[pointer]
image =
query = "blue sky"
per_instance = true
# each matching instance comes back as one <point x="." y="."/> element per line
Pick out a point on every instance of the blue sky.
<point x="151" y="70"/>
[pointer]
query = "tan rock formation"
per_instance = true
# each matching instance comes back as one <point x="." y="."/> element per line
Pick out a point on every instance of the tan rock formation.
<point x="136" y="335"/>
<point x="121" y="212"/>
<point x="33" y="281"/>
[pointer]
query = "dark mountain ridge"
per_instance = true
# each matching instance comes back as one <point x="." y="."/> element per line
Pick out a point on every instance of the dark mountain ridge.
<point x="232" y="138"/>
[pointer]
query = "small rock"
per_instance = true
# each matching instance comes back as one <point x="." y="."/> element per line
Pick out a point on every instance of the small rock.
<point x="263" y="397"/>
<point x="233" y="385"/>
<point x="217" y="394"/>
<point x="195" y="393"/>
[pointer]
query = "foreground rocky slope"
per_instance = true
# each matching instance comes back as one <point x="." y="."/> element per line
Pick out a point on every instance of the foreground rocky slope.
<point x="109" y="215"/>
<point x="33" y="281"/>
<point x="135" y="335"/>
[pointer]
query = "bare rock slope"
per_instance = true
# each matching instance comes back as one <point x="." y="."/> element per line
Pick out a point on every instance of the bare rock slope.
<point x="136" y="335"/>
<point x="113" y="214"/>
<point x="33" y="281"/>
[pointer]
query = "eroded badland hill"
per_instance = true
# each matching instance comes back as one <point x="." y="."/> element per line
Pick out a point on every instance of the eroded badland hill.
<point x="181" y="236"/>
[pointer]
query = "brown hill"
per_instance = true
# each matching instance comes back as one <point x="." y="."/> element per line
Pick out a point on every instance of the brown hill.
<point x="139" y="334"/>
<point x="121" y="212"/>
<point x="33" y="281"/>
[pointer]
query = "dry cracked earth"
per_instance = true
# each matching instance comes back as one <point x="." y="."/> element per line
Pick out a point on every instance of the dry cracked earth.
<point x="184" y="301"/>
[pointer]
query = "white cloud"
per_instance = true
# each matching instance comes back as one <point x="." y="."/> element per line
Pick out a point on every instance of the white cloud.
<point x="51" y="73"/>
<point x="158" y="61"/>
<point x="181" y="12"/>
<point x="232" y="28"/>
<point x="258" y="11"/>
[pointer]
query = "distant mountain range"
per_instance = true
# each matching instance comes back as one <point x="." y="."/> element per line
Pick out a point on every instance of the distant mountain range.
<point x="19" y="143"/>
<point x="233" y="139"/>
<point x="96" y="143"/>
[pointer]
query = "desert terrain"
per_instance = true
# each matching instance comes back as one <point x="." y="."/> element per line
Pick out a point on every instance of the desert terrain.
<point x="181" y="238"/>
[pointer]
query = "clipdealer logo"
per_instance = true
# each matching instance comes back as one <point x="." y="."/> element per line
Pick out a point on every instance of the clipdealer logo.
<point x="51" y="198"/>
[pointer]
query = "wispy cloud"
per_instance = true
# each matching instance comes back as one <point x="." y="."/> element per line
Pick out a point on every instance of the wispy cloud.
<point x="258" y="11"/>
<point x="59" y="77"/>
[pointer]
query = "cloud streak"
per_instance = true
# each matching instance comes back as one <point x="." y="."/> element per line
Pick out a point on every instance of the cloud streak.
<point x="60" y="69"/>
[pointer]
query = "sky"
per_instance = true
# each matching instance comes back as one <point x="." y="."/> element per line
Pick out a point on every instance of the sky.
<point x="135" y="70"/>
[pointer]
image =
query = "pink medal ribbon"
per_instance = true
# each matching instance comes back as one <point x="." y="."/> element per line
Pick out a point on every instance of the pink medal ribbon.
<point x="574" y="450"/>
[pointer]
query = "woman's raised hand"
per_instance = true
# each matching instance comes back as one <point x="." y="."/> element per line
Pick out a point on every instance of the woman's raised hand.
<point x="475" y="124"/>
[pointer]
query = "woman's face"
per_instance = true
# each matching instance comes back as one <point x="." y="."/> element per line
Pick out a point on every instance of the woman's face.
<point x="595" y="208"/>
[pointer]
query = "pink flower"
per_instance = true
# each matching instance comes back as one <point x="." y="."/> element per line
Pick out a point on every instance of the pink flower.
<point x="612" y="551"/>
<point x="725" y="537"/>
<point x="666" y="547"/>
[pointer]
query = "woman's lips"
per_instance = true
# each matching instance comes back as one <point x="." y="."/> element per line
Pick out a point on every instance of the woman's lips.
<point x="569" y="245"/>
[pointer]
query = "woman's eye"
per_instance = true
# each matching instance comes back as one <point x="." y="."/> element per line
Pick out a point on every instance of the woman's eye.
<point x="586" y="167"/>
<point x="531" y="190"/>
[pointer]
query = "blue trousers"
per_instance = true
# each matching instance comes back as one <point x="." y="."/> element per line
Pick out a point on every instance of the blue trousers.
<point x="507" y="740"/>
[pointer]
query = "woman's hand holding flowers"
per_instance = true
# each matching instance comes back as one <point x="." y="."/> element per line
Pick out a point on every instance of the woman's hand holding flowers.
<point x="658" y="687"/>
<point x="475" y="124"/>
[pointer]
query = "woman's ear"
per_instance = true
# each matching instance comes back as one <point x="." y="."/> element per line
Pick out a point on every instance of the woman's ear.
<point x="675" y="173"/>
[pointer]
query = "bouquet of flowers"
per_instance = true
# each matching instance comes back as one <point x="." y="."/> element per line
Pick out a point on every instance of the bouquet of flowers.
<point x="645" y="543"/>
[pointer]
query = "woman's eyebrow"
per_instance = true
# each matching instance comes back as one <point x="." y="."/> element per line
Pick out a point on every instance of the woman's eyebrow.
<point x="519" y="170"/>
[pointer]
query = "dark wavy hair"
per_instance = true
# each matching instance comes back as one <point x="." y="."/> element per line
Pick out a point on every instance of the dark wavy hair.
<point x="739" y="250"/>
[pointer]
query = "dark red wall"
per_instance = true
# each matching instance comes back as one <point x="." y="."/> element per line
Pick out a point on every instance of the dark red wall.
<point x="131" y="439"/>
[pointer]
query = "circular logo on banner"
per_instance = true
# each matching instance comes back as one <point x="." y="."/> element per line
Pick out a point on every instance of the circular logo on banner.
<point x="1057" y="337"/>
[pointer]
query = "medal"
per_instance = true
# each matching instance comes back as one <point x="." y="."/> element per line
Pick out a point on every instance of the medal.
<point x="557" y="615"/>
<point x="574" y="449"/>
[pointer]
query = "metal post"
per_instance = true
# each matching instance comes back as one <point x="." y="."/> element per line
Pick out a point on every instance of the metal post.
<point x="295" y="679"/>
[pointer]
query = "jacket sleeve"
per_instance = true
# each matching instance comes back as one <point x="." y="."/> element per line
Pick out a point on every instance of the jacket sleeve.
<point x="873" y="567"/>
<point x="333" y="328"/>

::::::

**Problem statement**
The entries above must be returned exactly.

**Output below**
[pointer]
image =
query = "blue sky"
per_instance = true
# each matching instance comes back as one <point x="." y="."/> element per line
Pick out a point on every instance of the blue sky.
<point x="151" y="70"/>
[pointer]
query = "tan rock formation"
per_instance = true
# each matching instance comes back as one <point x="." y="."/> element per line
Pick out a point on every instance of the tan rock formation.
<point x="136" y="335"/>
<point x="121" y="212"/>
<point x="33" y="281"/>
[pointer]
query = "dark mountain ridge"
per_instance = true
# each matching instance comes back as one <point x="." y="."/> element per line
Pick out a point on every instance of the dark mountain ridge.
<point x="232" y="138"/>
[pointer]
query = "small rock"
per_instance = true
# each matching instance comes back as one <point x="." y="."/> element per line
Pick out a point on every instance of the small rock.
<point x="263" y="397"/>
<point x="233" y="385"/>
<point x="217" y="394"/>
<point x="195" y="393"/>
[pointer]
query = "foreground rocky slope"
per_instance = true
# each matching instance comes back as one <point x="." y="."/> element per line
Pick out a point on every instance of the foreground rocky slope.
<point x="109" y="215"/>
<point x="33" y="281"/>
<point x="135" y="335"/>
[pointer]
query = "bare rock slope"
per_instance = true
# each matching instance comes back as one <point x="." y="."/> element per line
Pick out a point on every instance of the bare rock slope.
<point x="136" y="335"/>
<point x="113" y="214"/>
<point x="33" y="281"/>
[pointer]
query = "eroded badland hill"
per_instance = true
# each matching instance comes back as one <point x="." y="."/> element per line
Pick out a point on every instance of the eroded badland hill.
<point x="181" y="236"/>
[pointer]
query = "brown hill"
per_instance = true
# each matching instance comes back as one <point x="." y="."/> element per line
Pick out a point on every instance of the brown hill.
<point x="139" y="334"/>
<point x="121" y="212"/>
<point x="33" y="281"/>
[pointer]
query = "dry cracked earth"
per_instance = true
# each matching instance comes back as one <point x="." y="."/> element per line
Pick out a point on every instance of the dry cracked earth.
<point x="184" y="301"/>
[pointer]
query = "white cloud"
per_instance = true
# each matching instance comes back as one <point x="." y="."/> element per line
Pick out a point on every instance of the white cloud.
<point x="51" y="73"/>
<point x="158" y="61"/>
<point x="181" y="12"/>
<point x="232" y="28"/>
<point x="258" y="11"/>
[pointer]
query = "distant mountain range"
per_instance = true
# each matching instance comes back as one <point x="." y="."/> element per line
Pick out a point on every instance of the distant mountain range.
<point x="19" y="143"/>
<point x="233" y="139"/>
<point x="96" y="143"/>
[pointer]
query = "desert terrain"
per_instance = true
# each matching instance comes back as one <point x="." y="."/> element per line
Pick out a point on every instance of the desert terrain.
<point x="181" y="238"/>
[pointer]
query = "clipdealer logo"
per_instance = true
# each matching instance comes back as one <point x="." y="."/> element per line
Pick out a point on every instance of the clipdealer logo.
<point x="51" y="198"/>
[pointer]
query = "wispy cloud"
per_instance = true
# each matching instance comes back as one <point x="." y="."/> element per line
Pick out a point on every instance of the wispy cloud.
<point x="258" y="11"/>
<point x="59" y="77"/>
[pointer]
query = "cloud streak"
per_instance = true
# each matching instance comes back as one <point x="." y="."/> element per line
Pick out a point on every instance of the cloud streak.
<point x="60" y="69"/>
[pointer]
query = "sky"
per_instance = true
# each matching instance comes back as one <point x="." y="."/> element per line
Pick out a point on every instance of the sky.
<point x="135" y="70"/>
[pointer]
image =
query = "pink medal ribbon"
per_instance = true
# each matching instance comes back as one <point x="." y="."/> element per line
Pick out a point on every instance of the pink medal ribbon.
<point x="574" y="450"/>
[pointer]
query = "woman's raised hand"
per_instance = true
# each matching instance comes back as one <point x="." y="."/> element per line
Pick out a point on every instance of the woman's raised hand.
<point x="475" y="124"/>
[pointer]
query = "woman's face"
per_instance = true
# each matching instance comes back as one <point x="." y="."/> element per line
Pick out a point on every instance of the woman's face.
<point x="595" y="208"/>
[pointer]
query = "pink flower"
per_instance = true
# each matching instance comes back as one <point x="." y="."/> element per line
Pick out a point on every instance of the pink flower.
<point x="612" y="551"/>
<point x="725" y="537"/>
<point x="666" y="547"/>
[pointer]
query = "woman's lips"
per_instance = true
# each matching instance comes back as one <point x="." y="."/> element per line
Pick out a point on every instance of the woman's lips.
<point x="569" y="245"/>
[pointer]
query = "woman's eye"
per_instance = true
# each matching instance comes back as one <point x="." y="."/> element per line
Pick out a point on every instance of the woman's eye.
<point x="586" y="167"/>
<point x="531" y="190"/>
[pointer]
query = "blue trousers"
per_instance = true
# each matching instance comes back as one <point x="." y="."/> element per line
Pick out a point on every instance of the blue trousers.
<point x="507" y="740"/>
[pointer]
query = "woman's hand holding flowers"
per_instance = true
# each matching instance comes back as one <point x="." y="."/> element per line
Pick out a point on every instance of the woman's hand holding flowers.
<point x="658" y="687"/>
<point x="475" y="124"/>
[pointer]
query = "woman's ear"
per_instance = true
# each matching instance comes back as one <point x="." y="."/> element per line
Pick out a point on every instance of the woman's ear.
<point x="675" y="173"/>
[pointer]
query = "bouquet of flowers"
per_instance = true
# each matching instance comes back as one <point x="." y="."/> element per line
Pick out a point on every instance of the bouquet of flowers.
<point x="645" y="543"/>
[pointer]
query = "woman's eyebrow"
per_instance = true
# each matching instance comes back as one <point x="." y="."/> element per line
Pick out a point on every instance of the woman's eyebrow.
<point x="519" y="170"/>
[pointer]
query = "dark wavy hair"
per_instance = true
# each matching instance comes back as one <point x="." y="."/> element per line
Pick out a point on every instance of the dark wavy hair.
<point x="739" y="250"/>
[pointer]
query = "dark red wall"
per_instance = true
# each matching instance comes back as one <point x="." y="."/> element per line
Pick out a point on every instance of the dark red wall.
<point x="131" y="439"/>
[pointer]
query = "circular logo on banner"
per_instance = true
# each matching instance comes back as one <point x="." y="."/> element per line
Pick out a point on every instance of the circular logo on banner.
<point x="1057" y="337"/>
[pointer]
query = "medal"
per_instance = true
# each matching instance comes back as one <point x="." y="."/> element per line
Pick out a point on every instance of the medal.
<point x="557" y="615"/>
<point x="574" y="449"/>
[pointer]
query = "metal post"
per_instance = true
# each matching instance comes back as one <point x="." y="."/> element per line
Pick out a point on every instance of the metal post.
<point x="295" y="679"/>
[pointer]
query = "jacket sleeve"
per_instance = true
# each matching instance comes back as one <point x="." y="."/> element per line
Pick out a point on every instance of the jacket sleeve.
<point x="873" y="567"/>
<point x="333" y="328"/>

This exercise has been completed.